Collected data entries
:::
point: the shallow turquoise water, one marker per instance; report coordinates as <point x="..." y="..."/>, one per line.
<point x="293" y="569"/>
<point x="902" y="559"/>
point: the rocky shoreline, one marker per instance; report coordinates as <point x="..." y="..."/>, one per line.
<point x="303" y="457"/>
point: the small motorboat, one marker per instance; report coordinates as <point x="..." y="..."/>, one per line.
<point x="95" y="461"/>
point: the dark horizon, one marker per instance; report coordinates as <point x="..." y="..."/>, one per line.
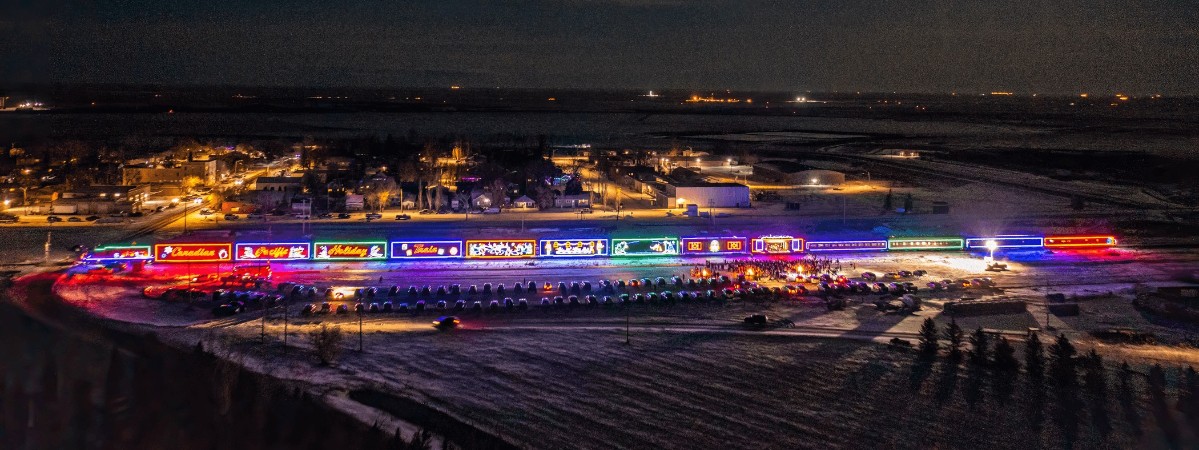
:::
Aim of the exercise:
Could you repeat each line above exactly as written? Omit the pictures.

Response box:
point: the shallow turquoise water, one marker per instance; report coordinates as <point x="..." y="..."/>, one per line.
<point x="293" y="569"/>
<point x="902" y="559"/>
point: the rocky shoreline, one marker per instance; report coordinates as <point x="..." y="..."/>, one per line.
<point x="303" y="457"/>
point: the small motorboat, one marker per instance; report coordinates as <point x="..." y="..."/>, one per line.
<point x="95" y="461"/>
point: the dark horizon, one marker per instance; report coordinates as <point x="..." y="..."/>, one per line.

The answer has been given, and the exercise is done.